Data provided Block Start

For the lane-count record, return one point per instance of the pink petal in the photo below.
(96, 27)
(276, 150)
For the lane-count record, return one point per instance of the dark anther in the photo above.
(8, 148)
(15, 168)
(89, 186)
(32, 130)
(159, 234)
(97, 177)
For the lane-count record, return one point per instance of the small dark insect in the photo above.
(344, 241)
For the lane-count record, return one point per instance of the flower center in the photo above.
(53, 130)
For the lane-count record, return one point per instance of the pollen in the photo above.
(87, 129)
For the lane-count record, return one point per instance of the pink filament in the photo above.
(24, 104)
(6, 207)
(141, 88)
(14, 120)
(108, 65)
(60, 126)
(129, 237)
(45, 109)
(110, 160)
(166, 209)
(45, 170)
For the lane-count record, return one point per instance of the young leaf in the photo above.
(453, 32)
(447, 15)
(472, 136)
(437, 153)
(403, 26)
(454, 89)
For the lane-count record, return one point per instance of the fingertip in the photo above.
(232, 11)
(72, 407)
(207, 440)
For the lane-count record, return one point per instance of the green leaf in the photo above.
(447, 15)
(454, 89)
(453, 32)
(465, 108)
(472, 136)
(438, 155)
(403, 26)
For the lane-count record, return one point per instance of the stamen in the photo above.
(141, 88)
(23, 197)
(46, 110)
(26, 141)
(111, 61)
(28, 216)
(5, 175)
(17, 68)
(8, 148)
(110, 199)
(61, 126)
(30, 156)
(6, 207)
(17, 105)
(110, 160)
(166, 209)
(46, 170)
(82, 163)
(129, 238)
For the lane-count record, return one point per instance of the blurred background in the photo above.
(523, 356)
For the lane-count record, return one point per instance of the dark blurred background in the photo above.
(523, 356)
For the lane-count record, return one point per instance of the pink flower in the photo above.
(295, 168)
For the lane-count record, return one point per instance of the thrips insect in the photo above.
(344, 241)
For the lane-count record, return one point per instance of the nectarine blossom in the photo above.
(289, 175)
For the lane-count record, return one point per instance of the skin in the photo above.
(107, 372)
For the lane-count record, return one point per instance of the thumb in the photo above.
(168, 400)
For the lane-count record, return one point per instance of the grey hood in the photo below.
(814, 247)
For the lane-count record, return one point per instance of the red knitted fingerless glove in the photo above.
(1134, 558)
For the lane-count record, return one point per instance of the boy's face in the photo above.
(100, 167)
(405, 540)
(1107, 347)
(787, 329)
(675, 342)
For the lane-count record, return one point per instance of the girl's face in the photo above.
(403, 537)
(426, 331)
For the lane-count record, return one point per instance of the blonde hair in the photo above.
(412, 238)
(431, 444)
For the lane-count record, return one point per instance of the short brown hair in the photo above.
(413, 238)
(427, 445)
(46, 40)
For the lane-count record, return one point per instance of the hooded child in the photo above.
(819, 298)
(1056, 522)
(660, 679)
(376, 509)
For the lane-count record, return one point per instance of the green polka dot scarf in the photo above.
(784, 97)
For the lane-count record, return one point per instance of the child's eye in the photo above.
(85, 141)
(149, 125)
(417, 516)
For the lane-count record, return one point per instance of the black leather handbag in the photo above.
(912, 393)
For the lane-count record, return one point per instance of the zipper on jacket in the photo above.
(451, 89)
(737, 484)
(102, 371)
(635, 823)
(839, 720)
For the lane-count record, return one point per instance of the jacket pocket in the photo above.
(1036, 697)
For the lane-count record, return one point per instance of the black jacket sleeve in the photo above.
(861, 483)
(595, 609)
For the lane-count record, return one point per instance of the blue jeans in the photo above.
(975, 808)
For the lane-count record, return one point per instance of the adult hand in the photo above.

Data provided Block End

What this task involves: Print the material in full. Keep it exactly as it is.

Written reply:
For the lane-count record, return one point per instance of the pink petal in the photo below.
(96, 27)
(276, 150)
For the lane-count record, return one point per instance of the dark anther in the photo above.
(8, 148)
(15, 168)
(89, 186)
(32, 130)
(159, 234)
(97, 177)
For the lane-count record, return one point per instance of the small dark insect in the photo above.
(344, 241)
For the lane-count record, return one point per instance of the flower center in the photo above.
(53, 130)
For the lane-count record, return one point per instance of the pollen in the photo above.
(87, 129)
For the lane-count record, return one point per instance of the pink filament in the photo above.
(24, 104)
(6, 207)
(141, 88)
(14, 120)
(108, 65)
(60, 126)
(129, 237)
(45, 109)
(110, 160)
(166, 209)
(45, 170)
For the lane-count record, return one point per instance of the young leaf in the photo above.
(453, 32)
(447, 15)
(472, 136)
(437, 153)
(403, 26)
(454, 89)
For the lane-count record, return one point per instance of the fingertip in the photo above.
(232, 11)
(72, 407)
(207, 440)
For the lane-count record, return one point per instance of the green leaf in the photo above.
(447, 15)
(454, 89)
(453, 32)
(465, 108)
(472, 136)
(438, 155)
(403, 26)
For the lane-count record, return one point per instance of the stamen in the photo above.
(141, 88)
(23, 197)
(46, 110)
(26, 141)
(111, 61)
(28, 216)
(5, 175)
(17, 68)
(8, 148)
(110, 199)
(61, 126)
(30, 156)
(6, 207)
(17, 105)
(110, 160)
(166, 209)
(46, 170)
(82, 163)
(129, 238)
For the lane-count record, return one point per instance of the blurred background in the photo above.
(523, 356)
For the lane-count record, return one point per instance of the dark blurred background in the photo above.
(523, 356)
For the lane-count record, return one point per instance of the pink flower in the photo above.
(295, 168)
For the lane-count record, return one point per instance of the thrips insect in the photo above.
(344, 241)
For the lane-count record, return one point per instance of the nectarine blossom in the photo above.
(289, 175)
For the lane-count record, return one point per instance of the skin in the photo above.
(107, 372)
For the lane-count record, return one point per instance of the thumb in the photo above.
(168, 400)
For the lane-count record, return one point per instance of the grey hood in the photo below.
(814, 247)
For the lane-count record, return one point per instance of the red knitted fingerless glove in the photo above.
(1134, 558)
For the lane-count record, return one point per instance of the boy's face in the photo above.
(100, 167)
(405, 540)
(1107, 347)
(787, 329)
(675, 342)
For the lane-count record, return one point per instance of the girl's face in the photo above.
(403, 537)
(426, 331)
For the lane-count record, return one point per instance of the blonde hair in the photo above.
(412, 238)
(431, 444)
For the lane-count record, return one point per instance of the short brown hair in the photo above.
(413, 238)
(427, 445)
(46, 40)
For the lane-count record, return one point per instance of the hooded child in the photo above.
(819, 298)
(1056, 522)
(660, 679)
(376, 509)
For the lane-count record, return one point per instance of the green polka dot scarf in the photo above.
(784, 97)
For the lane-count record, return one point per instance of the child's eye in the photo above.
(85, 141)
(149, 125)
(417, 516)
For the lane-count record, return one point per instance of the black leather handbag in the photo above.
(912, 393)
For the lane-count record, return one point per instance of the zipper on jacket in the photo above.
(451, 89)
(737, 484)
(102, 371)
(635, 823)
(839, 720)
For the lane-count record, return one point per instance of the jacket pocket in the photo above.
(1036, 697)
For the lane-count record, return one point per instance of the black jacket sleeve in the photo above.
(861, 483)
(595, 609)
For the lane-count record, return one point per instance of the blue jeans in the photo above.
(975, 808)
For the lane-count record, return one point per instance of the adult hand in the photo above.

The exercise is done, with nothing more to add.